§ **Your tasks**
1. In the extract about real estate services, what service does the writer suggest offering to buyers?
2. Carry on the piece about offering handyman services between closing and move-in, starting after its last sentence.

§ **Extract provided**
I have a suggestion. It is based on our experience of the last ten days or so. It’s free consulting, worth exactly what you paid.

I think this applies mostly to iBuyers, but it can be something offered by traditional brokers and agents. Here it is:

Offer handyman services after closing, but before move-in.

It’s a pretty simple idea, I know, but one that I think could be a nice profit center for companies and a huge convenience for consumers.

Our Experience

We bought a lovely house in Las Vegas, a city we have come to love and think will be home. And that’s with the prospect of a major economic depression in our area for the next few years. #VegasStronger ain’t gonna change the economic facts on the ground.

It’s a great house and needed very little work, which was a selling point for us, because we’re old now and busy as hell and in no mood to be tackling some fixer-upper project.

However, like every house I imagine ever with every homeowner I imagine ever, unless you did a brand new construction from scratch and picked out every little detail, there will be a number of small items that you will want changed, fixed, added, removed, etc. etc. once the house is yours.

For us, it was things like straightening the kitchen cabinet fronts, adding shelving, garage storage, changing out some overhead light fixtures, new faucets for bathrooms, etc. Sunny singlehandedly painted two rooms. For the record, I offered to help, but she rejected it because she does not trust me with a brush full of paint. And further for the record, should this whole real estate thing not work out, Sunny could have a career as a house painter; she’s really good, very detail oriented, and yeah, I would not have enjoyed working under her direction.

None of these were major items, so we did not make an issue of it during the transaction — nor should anyone of sound mind, in my opinion.

Furthermore, none of these things could be done until we actually owned the house. But that got me thinking….

iBuyers Have Flexibility….

It occurs to me that one of the signal benefits of the whole iBuyer experience for the buyer is flexibility. Every iBuyer boasts about how the buyer can pick his own closing date, so it can coordinate with other important dates: closing date on the buyer’s own home, end of a lease term, etc. etc.

It would be a simple thing for an iBuyer to offer a service to the buyer to set the closing date at X, then offer to have some minor (or frankly, major) repairs and such done at the new owner’s direction, and have the move-in date set at Y.

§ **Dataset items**
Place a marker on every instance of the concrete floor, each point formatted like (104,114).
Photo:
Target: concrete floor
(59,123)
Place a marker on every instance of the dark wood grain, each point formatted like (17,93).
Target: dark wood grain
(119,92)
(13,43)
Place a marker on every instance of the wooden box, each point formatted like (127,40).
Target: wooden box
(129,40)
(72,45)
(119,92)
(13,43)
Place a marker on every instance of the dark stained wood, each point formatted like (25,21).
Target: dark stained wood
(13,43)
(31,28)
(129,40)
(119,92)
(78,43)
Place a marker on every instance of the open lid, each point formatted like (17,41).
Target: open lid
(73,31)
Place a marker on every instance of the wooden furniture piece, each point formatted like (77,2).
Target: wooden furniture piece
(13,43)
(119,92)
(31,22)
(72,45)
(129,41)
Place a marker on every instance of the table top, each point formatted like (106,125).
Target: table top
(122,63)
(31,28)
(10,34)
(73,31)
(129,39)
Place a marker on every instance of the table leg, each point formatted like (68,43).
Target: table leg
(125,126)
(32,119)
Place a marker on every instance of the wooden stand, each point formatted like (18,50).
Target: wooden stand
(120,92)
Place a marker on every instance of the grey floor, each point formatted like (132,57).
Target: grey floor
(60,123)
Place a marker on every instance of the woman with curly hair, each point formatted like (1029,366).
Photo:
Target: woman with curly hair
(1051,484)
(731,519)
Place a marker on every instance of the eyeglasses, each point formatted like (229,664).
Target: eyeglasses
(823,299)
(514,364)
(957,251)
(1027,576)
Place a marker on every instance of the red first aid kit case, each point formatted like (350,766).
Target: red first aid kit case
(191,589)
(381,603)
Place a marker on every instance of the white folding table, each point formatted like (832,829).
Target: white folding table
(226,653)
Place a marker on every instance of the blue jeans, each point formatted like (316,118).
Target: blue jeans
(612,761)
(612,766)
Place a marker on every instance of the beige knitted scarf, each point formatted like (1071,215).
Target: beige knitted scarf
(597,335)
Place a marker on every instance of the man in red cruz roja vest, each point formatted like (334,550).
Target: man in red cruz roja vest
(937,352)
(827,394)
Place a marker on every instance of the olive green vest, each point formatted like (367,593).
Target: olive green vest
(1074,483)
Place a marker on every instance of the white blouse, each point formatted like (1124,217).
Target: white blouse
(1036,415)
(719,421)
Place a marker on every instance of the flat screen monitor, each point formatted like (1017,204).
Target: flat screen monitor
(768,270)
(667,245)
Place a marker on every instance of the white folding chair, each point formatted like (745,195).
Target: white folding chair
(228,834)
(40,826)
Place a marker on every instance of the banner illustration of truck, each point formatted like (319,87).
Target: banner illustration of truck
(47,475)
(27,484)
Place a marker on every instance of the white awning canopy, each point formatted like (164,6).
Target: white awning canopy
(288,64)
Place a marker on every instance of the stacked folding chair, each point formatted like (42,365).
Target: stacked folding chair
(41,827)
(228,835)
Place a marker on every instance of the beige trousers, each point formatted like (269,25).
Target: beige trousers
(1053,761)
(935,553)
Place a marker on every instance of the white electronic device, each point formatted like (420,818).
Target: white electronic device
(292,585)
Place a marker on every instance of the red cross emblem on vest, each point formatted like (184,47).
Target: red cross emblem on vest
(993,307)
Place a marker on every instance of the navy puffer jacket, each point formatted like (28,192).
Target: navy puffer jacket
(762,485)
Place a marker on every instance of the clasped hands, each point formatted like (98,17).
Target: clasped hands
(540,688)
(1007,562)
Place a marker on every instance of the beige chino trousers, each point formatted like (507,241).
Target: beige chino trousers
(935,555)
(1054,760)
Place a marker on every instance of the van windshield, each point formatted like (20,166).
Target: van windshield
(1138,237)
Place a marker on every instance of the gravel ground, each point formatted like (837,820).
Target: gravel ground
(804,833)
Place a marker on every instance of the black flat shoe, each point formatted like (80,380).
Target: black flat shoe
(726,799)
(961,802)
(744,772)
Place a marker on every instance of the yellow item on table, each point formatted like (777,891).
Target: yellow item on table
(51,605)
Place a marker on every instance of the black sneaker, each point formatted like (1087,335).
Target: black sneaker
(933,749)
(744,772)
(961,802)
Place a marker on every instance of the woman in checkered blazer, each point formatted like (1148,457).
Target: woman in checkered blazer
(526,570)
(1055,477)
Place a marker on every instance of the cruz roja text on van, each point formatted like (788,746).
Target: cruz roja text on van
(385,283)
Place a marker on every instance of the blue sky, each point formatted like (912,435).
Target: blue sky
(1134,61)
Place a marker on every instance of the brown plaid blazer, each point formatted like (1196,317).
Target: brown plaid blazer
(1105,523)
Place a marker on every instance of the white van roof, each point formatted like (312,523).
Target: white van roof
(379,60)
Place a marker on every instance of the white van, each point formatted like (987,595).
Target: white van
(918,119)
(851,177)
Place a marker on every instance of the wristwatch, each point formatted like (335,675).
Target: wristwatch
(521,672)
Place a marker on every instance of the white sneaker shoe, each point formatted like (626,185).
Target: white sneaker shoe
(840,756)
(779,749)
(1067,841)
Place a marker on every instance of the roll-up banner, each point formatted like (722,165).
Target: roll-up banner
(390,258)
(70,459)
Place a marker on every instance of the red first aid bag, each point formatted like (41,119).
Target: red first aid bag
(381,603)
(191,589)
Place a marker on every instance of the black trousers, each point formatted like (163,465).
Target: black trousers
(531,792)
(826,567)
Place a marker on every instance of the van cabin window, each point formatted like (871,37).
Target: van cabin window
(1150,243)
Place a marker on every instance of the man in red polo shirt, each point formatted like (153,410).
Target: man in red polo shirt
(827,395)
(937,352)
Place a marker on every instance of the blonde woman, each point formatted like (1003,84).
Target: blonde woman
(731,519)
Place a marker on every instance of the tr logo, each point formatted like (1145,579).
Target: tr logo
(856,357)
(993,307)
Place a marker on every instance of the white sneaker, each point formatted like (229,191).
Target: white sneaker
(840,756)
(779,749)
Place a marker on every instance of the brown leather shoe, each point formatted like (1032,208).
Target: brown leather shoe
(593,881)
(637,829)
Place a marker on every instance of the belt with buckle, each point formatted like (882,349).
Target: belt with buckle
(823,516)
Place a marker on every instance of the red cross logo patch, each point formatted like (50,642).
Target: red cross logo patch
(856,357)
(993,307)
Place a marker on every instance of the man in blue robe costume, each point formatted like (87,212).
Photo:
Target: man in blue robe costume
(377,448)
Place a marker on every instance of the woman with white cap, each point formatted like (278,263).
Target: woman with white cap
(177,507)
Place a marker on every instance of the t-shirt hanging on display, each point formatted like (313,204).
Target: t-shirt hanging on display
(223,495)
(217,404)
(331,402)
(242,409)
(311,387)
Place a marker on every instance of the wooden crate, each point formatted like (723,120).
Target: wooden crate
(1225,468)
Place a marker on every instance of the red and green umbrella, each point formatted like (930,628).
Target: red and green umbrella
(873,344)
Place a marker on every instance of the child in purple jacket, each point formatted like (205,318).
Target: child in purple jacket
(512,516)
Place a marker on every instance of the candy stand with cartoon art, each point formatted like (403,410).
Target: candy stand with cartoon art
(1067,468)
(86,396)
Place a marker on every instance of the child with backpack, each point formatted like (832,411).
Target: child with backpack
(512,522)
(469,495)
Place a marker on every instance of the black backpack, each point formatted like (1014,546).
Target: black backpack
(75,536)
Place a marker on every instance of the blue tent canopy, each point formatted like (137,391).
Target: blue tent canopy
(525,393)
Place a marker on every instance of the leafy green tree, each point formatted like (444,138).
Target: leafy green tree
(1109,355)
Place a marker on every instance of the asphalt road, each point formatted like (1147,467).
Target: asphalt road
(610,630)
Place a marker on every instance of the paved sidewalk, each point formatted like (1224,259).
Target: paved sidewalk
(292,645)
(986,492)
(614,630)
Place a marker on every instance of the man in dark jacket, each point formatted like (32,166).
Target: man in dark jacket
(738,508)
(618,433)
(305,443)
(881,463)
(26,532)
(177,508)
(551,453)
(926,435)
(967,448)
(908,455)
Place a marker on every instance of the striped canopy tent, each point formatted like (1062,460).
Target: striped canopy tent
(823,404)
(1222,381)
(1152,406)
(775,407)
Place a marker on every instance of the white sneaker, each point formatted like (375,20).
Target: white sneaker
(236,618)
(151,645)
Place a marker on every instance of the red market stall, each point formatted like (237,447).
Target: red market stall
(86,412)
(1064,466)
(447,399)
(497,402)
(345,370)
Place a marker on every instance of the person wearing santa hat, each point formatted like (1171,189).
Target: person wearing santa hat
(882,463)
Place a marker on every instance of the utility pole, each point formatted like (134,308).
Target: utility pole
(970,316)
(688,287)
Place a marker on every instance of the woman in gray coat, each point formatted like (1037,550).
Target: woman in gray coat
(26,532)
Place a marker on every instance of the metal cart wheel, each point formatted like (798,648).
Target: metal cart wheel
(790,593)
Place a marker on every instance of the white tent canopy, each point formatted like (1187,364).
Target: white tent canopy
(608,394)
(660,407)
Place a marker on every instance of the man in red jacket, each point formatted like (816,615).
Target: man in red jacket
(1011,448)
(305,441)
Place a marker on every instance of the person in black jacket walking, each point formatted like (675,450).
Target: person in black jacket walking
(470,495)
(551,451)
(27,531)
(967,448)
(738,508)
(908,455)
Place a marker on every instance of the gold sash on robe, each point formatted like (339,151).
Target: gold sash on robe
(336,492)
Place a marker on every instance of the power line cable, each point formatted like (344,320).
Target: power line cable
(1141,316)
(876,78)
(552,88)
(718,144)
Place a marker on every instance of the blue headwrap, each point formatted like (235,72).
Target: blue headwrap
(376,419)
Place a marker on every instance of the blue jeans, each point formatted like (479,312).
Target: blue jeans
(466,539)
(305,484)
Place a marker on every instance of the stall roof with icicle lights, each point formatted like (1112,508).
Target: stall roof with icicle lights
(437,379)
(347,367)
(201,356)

§ **Answers in order**
1. Handyman services after closing, but before move-in.

2.
To give an example, we already know that most iBuyers clean the house after buying it from the old owner, often paint it, make minor repairs, etc. But iBuyers would paint the walls a nice neutral institutional (and less expensive) color: white, cream, beige, etc. The new homeowner might want some funky Dusky Rose or Urban Bronze or some such. That work is infinitely easier to do when the room is empty, rather than filled with furniture.

Just about everything a new homeowner might want to do to a house is easier when the house is empty.

…And They Have/Know/Could Get Contractors

Plus, by the very nature of their business, all iBuyers have a network of providers on the ground. Granted, the iBuyers themselves need those painters and handymen and electricians and the like to work on the homes they purchased and are in a rush to get ready for market, since time is quite literally money. However, there are other painters, contractors, electricians, plumbers and the like in any urban area who maybe did not meet whatever criteria that iBuyers have for providers on their own houses. They would welcome the opportunity to work for a new homeowner.

So it seems like a simple arrangement for the iBuyer to refer business to a network of providers, in exchange for a fee, while providing the new homeowner with real convenience. Hell, charge a service fee if the homeowner would prefer to have the iBuyer project manage the small projects. Another revenue source.

“Congratulations on buying your house! Now that it’s yours, is there any work you’d like done to the house before you move in? We can get started as soon as the transfer is recorded, but we can start planning now!”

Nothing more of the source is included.